━━━ ТЕКСТ УПРАЖНЕНИЯ ━━━

Через несколько дней у меня стала кружиться голова, затошнило, становилось все хуже, начало рвать, камера плыла и раскачивалась перед глазами — я едва добрался до койки. Я слышал, как сокамерники стучат, вызывая врача, но надзиратель из-за двери отвечает, что врача не будет, мы вас сюда болеть не звали. Последнее, что я помню: входит старшина и выкликает мою фамилию на этап…
Комната, очень маленькая, белая и светлая, я лежу на кровати и не могу пошевелить ни рукой, ни ногой, не могу вспомнить, где я, что со мной, кто я, только на следующий день я вспомнил свое имя и через два-три дня фамилию. Я вспоминаю какие-то вагоны, куда-то везут меня — но все это как бы в дымке, неясно, и вдруг всплывает совершенно отчетливо: мешок, у меня был мешок с вещами — и этот мешок связывает меня, как бы нереального, с реальной прошлой жизнью. Я перевожу взгляд и вижу, что у другой стены на койке сидит мужчина, то ли в сером, то ли в белом, и смотрит на меня — я не знаю, что полчаса назад он уносил труп с этой койки.
— Где мешок? — с трудом поворачивая язык, спрашиваю я.
— Смотри-ка ты, очнулся, — говорит он удивленным и обрадованным голосом. — А мы думали, ты помрешь.
Меня бреют, чтобы показать, как говорят, «генералу», какое-то лицо в очках склоняется надо мной — но не генеральское, и мне кажется, что это мои очки на нем, я говорю: «Зачем украл мои очки?» — и на этом впечатления первого дня кончаются. Неделю я пролежал в этой комнате, поняв сначала, что я в больнице, потом — что я в лагерной больнице, а уже потом — что я лежал в палате смертников, куда помещали безнадежных перед отправкой в морг.

━━━ ДАННЫЕ ДЛЯ АНАЛИЗА ━━━

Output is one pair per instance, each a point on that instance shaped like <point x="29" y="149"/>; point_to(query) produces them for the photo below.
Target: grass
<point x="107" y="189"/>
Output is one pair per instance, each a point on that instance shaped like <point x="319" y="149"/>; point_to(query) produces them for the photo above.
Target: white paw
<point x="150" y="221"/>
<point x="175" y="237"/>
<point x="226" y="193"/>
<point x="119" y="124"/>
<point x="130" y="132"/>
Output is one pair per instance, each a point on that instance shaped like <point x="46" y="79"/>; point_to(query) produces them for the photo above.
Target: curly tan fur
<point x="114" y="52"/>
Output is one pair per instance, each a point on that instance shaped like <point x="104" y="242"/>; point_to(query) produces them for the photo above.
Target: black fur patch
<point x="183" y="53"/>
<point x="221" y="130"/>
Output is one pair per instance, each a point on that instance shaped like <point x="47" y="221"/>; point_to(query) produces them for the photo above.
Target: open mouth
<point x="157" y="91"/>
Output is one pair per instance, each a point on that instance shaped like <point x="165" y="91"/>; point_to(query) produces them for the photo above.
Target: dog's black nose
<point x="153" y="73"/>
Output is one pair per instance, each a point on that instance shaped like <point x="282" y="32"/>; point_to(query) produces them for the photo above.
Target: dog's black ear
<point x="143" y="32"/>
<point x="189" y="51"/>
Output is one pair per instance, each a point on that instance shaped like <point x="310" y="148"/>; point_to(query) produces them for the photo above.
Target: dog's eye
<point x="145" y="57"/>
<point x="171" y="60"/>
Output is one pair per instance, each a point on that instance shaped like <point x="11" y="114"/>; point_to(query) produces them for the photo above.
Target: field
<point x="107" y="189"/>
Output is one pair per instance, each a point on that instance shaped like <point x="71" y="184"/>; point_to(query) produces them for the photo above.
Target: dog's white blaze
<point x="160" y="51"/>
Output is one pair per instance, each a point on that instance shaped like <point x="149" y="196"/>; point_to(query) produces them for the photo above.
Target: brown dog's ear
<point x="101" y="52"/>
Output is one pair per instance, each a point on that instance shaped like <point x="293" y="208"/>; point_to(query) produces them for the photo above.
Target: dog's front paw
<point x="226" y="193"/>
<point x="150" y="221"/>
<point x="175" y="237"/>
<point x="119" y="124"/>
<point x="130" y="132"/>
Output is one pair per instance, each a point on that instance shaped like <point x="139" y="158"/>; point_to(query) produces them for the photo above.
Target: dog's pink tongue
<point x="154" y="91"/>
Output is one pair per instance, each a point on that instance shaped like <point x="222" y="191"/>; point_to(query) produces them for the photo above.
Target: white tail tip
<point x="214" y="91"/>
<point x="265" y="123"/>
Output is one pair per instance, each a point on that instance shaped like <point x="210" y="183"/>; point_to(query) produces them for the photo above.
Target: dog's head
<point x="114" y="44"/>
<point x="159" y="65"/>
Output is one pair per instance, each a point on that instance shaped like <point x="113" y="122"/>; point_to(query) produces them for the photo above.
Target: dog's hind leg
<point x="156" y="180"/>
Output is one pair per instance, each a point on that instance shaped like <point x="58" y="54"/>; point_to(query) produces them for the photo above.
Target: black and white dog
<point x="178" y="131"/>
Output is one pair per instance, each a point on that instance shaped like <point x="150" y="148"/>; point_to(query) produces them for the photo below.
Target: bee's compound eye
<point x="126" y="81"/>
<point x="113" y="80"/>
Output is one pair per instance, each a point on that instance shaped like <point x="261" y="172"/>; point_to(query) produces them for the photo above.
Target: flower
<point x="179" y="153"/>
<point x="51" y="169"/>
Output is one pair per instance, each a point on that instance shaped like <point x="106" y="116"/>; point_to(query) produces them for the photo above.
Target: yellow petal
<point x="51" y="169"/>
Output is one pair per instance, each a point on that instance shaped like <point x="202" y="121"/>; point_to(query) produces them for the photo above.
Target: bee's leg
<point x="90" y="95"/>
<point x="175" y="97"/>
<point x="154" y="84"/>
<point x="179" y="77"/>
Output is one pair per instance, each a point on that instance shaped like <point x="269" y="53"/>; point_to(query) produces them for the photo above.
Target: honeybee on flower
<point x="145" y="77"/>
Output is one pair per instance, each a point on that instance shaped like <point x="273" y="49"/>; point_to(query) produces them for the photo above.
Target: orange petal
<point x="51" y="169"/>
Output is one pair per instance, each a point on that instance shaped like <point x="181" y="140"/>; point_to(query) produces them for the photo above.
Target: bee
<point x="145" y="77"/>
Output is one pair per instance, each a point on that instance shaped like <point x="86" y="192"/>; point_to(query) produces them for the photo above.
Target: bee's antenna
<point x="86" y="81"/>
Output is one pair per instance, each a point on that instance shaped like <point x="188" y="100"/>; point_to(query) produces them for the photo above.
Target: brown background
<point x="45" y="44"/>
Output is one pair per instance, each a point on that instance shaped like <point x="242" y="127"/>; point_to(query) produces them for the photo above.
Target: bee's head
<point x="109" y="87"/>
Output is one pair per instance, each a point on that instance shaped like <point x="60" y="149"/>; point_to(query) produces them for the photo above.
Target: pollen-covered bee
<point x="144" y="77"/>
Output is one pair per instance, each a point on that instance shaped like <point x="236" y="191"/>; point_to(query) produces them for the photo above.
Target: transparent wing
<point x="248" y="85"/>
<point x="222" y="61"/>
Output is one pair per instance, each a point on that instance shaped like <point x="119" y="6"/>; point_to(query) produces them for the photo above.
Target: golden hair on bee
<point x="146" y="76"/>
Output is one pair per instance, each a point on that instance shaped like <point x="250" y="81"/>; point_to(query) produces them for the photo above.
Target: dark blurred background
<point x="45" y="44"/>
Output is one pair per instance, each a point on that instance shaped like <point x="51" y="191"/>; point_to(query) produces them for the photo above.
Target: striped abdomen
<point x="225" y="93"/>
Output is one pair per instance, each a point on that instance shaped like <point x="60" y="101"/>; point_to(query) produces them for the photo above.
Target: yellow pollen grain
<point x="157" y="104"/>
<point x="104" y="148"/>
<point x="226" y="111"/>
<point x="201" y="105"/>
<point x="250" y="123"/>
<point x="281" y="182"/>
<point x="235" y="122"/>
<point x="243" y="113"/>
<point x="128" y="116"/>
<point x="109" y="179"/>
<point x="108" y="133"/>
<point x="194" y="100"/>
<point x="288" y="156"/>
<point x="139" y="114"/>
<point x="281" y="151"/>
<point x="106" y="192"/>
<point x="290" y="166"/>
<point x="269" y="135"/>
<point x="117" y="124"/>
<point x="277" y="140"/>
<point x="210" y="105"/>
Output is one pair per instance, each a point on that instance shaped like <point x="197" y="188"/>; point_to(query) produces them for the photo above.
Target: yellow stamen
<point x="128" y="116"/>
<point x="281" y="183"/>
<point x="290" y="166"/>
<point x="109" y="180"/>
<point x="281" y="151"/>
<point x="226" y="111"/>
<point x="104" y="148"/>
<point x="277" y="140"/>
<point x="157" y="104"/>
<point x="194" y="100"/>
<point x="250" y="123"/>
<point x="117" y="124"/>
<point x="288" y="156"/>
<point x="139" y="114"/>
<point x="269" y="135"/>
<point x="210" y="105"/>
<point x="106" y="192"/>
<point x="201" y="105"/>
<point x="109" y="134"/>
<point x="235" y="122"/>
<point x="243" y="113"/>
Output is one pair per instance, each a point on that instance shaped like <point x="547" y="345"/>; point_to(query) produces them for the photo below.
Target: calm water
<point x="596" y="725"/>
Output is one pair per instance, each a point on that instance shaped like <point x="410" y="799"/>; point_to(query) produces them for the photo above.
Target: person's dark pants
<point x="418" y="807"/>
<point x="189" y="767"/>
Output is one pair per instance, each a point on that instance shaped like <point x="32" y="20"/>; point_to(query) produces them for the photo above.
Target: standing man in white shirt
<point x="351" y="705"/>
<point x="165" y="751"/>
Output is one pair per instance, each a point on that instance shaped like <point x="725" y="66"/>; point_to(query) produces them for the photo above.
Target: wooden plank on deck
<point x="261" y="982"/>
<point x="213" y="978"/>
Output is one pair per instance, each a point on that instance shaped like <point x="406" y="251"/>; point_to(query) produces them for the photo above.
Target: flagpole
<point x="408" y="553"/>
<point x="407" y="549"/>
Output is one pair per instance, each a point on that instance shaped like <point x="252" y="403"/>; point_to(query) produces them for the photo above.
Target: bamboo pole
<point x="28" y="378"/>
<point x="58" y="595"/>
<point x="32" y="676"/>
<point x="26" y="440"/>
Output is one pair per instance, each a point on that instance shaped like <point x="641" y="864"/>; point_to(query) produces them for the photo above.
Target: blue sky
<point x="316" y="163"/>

━━━

__ЧТО НУЖНО СДЕЛАТЬ__: Продолжите отрывок о пробуждении в лагерной больнице, начав сразу после его последнего предложения.

__ОТВЕТ К ЗАДАНИЮ__:
Когда в камере старшина выкликнул мою фамилию на этап, я уже не мог подняться, на меня надели бушлат и, взяв под локти, протащили по коридору со скрюченными уже руками и ногами — начальник конвоя, увидев, что я без сознания и в параличе, отказался меня принять, боясь, что я умру в дороге. Я провел ночь в тюремной больнице, все время бормоча что-то, вскрикивая и делая странные движения левой непарализованной рукой, санитары говорили: «Вышивать начал». В одиночке я часто штопал рубашки, брюки и носки, и выработался автоматический жест продевания иголки, На следующий день меня перевезли в лагерную больницу, сделали первую пункцию — потек один гной — и поставили диагноз: гнойный менинго-энцефалит. Я уже замолк и не двигался, меня кололи и вливали антибиотики, зад мой потом походил на решето, и я долго не мог ни лежать на нем, ни сидеть. Когда делали вторую пункцию и начали вводить иглу в позвоночник, я неожиданно матерно выругался, и врач сказала: «Будет жить!» Впрочем, врачи считали, что если я чудом и выживу, то останусь полуидиотом, впоследствии они называли меня «человек, вернувшийся с того света».
Без сознания я пробыл неделю, недели две еще не мог ходить, а правую ногу волочил несколько месяцев, но постепенно ко мне возвращались и твердая память, и, надеюсь, здравый ум. Первое время я страдал от бессонницы, были состояния не бреда, но полубреда: еще в палате смертников я слышал, как в соседней радио повторяет без конца: «Товарищ Сталин сказал… Товарищ Хрущев сказал…» Готовился XXIV съезд КПСС, допускаю еще, что могли упомянуть по радио Сталина, но уж никак не Хрущева, и еще вертелась у меня в голове песня: «Три танкиста, три веселых друга, экипаж машины боевой!» Третью пункцию сделали через полмесяца, и результат был хороший.